Work order – Continue the South and West Africa sailing updates from the last sentence shown.

Study text –
※

Sailing Updates For South And West Africa
Published 16 years ago, updated 6 years ago
Namibia
Luderitz: A pretty little German town, perched between the sea, the desert, and the diamond mines. Well worth a visit. Provisions: basic supplies from supermarkets. ATM machines. Rand accepted alongside Namibian Dollar. Clearing in is easy with Customs and immigration a short walk from the waterfront by the port main gate.
There is anchoring room for a few yachts by the Pier and dinghy dock. This is a private pier for which a fee should be paid at the waterfront office – negotiate if the rate seems unreasonable. Water is included in the fee. Otherwise, showers and water are available for a fee at the yacht club. This is more of a drinking hole for the German ex-pats than a yacht club. Diesel by jerrycan or large volumes by arrangement at the fishing pier. A charge is made for lying alongside the port authority piers. Port control is on VHF ch12.

※

(Point-per-instance localization data)
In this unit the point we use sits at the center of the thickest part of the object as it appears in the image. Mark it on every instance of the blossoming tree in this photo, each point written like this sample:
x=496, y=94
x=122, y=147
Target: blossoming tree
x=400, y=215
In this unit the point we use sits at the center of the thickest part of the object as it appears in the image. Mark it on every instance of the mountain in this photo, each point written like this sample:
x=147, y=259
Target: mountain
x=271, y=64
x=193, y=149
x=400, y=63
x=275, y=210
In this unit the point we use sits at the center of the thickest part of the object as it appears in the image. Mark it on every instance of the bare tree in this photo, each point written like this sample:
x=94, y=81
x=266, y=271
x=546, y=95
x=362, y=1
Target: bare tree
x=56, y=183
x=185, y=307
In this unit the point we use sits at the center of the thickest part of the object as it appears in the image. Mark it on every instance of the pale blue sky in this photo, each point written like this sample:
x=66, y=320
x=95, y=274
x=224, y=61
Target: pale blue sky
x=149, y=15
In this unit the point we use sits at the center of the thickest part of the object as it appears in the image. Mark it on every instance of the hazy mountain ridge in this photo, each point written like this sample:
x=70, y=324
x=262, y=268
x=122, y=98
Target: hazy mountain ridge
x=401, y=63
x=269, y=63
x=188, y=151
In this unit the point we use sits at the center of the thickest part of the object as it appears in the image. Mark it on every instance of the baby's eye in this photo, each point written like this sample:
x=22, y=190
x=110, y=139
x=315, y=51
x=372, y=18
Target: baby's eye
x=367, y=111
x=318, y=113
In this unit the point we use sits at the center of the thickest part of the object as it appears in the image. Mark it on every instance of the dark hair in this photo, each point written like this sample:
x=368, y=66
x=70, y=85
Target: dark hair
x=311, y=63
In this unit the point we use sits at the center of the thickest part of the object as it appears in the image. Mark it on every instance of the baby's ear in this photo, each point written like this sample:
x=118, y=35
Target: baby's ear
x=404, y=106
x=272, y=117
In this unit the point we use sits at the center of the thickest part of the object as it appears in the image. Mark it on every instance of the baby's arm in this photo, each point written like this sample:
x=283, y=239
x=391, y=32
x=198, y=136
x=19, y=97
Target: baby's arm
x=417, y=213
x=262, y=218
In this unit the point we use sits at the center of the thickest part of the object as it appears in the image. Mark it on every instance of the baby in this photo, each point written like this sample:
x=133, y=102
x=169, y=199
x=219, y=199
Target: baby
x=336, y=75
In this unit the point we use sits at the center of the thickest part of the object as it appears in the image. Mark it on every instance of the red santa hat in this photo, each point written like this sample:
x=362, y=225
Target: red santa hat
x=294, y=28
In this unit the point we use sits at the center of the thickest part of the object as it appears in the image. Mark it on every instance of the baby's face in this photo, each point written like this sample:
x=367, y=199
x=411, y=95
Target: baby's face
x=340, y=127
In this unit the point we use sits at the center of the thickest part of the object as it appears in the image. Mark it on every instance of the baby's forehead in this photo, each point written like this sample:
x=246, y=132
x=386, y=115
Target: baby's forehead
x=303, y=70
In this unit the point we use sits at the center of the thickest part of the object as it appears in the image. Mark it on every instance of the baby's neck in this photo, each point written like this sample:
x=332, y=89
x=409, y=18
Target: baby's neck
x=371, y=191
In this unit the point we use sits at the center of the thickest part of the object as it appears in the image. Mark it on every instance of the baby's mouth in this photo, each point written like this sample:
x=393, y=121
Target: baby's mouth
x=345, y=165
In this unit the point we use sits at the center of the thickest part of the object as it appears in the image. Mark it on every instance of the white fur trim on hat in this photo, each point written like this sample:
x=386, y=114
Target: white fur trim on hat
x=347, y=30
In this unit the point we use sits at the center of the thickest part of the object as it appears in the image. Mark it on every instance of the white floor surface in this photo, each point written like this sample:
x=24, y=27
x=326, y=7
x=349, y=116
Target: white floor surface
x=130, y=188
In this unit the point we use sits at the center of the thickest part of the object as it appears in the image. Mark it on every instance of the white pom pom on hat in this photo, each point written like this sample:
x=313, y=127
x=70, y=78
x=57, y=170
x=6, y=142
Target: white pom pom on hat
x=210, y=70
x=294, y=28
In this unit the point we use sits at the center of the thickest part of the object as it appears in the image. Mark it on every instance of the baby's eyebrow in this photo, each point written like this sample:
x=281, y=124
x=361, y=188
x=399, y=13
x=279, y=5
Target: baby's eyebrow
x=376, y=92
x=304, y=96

※

Expected answer –
Walvis Bay: A smell of Hydrogen sulfide pervades everything here. There is plenty of room to anchor near the Yacht club if there are no moorings available. There is also 3m or more depth between Pelican Point and the yacht club so there is no reason to use the dredged channel or get tangled with the commercial shipping. Port control will expect you to take the direct route. Port control is VHF 16 with 12 as working. It is a long walk into town from the yacht club. Water is available at the club which has a good restaurant. Provisions in town are better than at Luderitz.
Taxis back to the club are reasonable. Clearing out is near the port main gate: again this is a long walk, both from the town center and from the yacht club. Beware of dogs. The health service is good, a registration fee has to be paid at the state hospital, but the treatment and drugs from the hospital pharmacy are free. Diesel by jerrycan from the town, or large volumes in the small craft harbor by arrangement.
Sierra Leone
Freetown: Can be used as an emergency fuelling stop, but not recommended. The diesel is of dubious quality – should be filtered on receipt. It arrives by can from the local filling station. Water is also available. We had no trouble in the day but were warned by the pilots not to anchor out as there were “bad boys” around. We would not recommend this as a cruising destination. The river at Freetown is wide and does not provide good shelter. We were not charged for clearing in or out – this did not take place as we only stopped for fuel.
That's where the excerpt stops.